Object point labels
|---|
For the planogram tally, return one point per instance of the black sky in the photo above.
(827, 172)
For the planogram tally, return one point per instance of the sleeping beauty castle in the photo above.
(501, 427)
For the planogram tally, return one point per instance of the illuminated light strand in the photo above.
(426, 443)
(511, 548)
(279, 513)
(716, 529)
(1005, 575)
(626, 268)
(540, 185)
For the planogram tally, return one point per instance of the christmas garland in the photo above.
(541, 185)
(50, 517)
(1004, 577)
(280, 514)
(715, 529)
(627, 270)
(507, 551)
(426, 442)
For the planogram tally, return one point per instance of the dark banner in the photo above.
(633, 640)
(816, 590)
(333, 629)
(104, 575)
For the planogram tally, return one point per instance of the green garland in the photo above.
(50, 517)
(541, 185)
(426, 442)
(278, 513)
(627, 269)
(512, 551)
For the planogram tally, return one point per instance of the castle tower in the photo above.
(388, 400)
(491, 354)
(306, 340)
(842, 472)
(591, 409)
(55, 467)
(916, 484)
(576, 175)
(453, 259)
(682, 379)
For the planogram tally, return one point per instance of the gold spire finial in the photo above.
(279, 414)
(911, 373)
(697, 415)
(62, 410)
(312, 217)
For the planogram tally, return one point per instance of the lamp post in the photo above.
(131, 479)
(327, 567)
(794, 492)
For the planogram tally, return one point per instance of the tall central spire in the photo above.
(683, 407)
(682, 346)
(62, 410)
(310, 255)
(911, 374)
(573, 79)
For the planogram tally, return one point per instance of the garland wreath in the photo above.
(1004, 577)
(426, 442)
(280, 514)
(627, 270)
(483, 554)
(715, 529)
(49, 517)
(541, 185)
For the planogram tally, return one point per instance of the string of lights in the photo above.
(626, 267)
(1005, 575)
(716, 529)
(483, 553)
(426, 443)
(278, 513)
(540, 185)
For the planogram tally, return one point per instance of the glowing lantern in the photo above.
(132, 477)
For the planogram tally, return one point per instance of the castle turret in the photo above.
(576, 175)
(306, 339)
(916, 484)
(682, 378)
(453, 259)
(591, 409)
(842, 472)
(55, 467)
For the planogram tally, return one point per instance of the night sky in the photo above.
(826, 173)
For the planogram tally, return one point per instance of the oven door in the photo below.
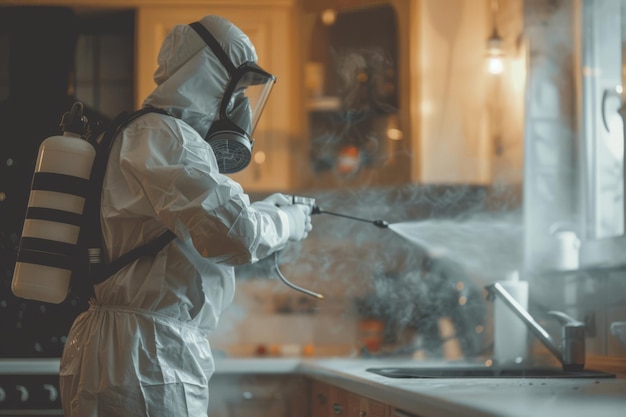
(29, 387)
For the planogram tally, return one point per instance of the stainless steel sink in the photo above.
(485, 372)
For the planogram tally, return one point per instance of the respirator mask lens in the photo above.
(245, 97)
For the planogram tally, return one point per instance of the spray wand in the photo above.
(315, 209)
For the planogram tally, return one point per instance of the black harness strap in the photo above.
(91, 232)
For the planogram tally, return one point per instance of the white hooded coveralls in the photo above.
(141, 349)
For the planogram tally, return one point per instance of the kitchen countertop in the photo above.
(478, 397)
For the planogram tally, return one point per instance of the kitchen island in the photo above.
(440, 397)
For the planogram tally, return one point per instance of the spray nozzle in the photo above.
(315, 209)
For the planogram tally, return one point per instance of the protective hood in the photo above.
(190, 79)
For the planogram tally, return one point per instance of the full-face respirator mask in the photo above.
(245, 96)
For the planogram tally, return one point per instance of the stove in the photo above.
(29, 387)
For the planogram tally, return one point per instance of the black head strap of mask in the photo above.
(231, 146)
(214, 45)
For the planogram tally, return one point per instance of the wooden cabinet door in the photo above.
(271, 30)
(319, 401)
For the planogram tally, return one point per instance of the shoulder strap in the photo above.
(92, 232)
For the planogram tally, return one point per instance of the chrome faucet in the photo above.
(572, 352)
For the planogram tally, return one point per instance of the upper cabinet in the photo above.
(355, 127)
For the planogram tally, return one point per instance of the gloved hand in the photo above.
(278, 200)
(299, 221)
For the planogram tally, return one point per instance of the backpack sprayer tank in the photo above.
(47, 250)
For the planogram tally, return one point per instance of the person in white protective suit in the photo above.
(141, 349)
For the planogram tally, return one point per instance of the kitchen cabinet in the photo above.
(327, 400)
(257, 395)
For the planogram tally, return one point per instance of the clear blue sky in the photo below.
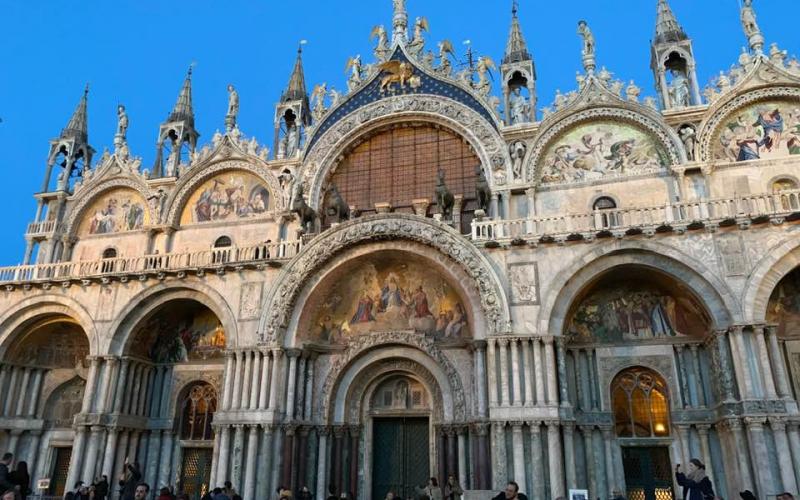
(136, 52)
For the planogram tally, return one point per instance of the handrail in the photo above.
(155, 263)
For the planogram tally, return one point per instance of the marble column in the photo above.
(480, 376)
(505, 390)
(759, 455)
(224, 454)
(538, 480)
(249, 490)
(492, 372)
(554, 455)
(228, 387)
(520, 475)
(783, 451)
(515, 371)
(264, 386)
(527, 371)
(322, 462)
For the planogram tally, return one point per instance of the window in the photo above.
(641, 404)
(197, 412)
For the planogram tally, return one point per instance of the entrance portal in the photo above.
(648, 473)
(400, 456)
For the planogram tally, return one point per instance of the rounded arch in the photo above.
(198, 175)
(15, 320)
(636, 116)
(714, 294)
(726, 107)
(148, 301)
(86, 199)
(490, 147)
(279, 308)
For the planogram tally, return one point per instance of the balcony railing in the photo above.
(619, 220)
(216, 258)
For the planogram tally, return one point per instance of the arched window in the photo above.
(641, 404)
(197, 412)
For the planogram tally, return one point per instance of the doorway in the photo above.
(648, 473)
(401, 460)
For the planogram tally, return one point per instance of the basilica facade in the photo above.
(425, 275)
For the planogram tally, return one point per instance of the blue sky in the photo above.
(136, 52)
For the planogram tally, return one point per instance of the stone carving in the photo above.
(397, 226)
(524, 284)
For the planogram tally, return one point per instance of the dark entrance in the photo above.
(400, 456)
(196, 471)
(648, 473)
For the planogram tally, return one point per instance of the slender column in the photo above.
(515, 371)
(492, 372)
(228, 388)
(608, 441)
(538, 480)
(111, 449)
(275, 382)
(292, 381)
(569, 453)
(705, 449)
(249, 490)
(527, 371)
(24, 391)
(539, 367)
(238, 371)
(505, 390)
(556, 465)
(247, 377)
(759, 455)
(224, 454)
(699, 385)
(91, 385)
(766, 369)
(551, 369)
(778, 364)
(264, 387)
(519, 456)
(254, 389)
(591, 474)
(122, 384)
(462, 456)
(784, 453)
(480, 376)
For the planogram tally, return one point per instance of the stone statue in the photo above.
|---|
Objective: Starting with the line that contains "slender column in the photo above.", repeat each line through the last one exactly as it appears. Include both ends and nothing more.

Complete answer:
For the planogram tally, return one point per instance of the slender column in the photo above.
(515, 371)
(492, 372)
(228, 388)
(608, 441)
(538, 480)
(111, 449)
(275, 382)
(292, 381)
(569, 453)
(705, 449)
(249, 490)
(527, 371)
(24, 391)
(539, 367)
(238, 371)
(505, 390)
(556, 465)
(247, 377)
(759, 455)
(224, 454)
(699, 385)
(91, 385)
(766, 369)
(551, 369)
(778, 364)
(264, 387)
(519, 456)
(254, 389)
(591, 474)
(122, 384)
(462, 456)
(784, 453)
(480, 376)
For the planogram tally, return one point per instance of the stone statue in the photo above.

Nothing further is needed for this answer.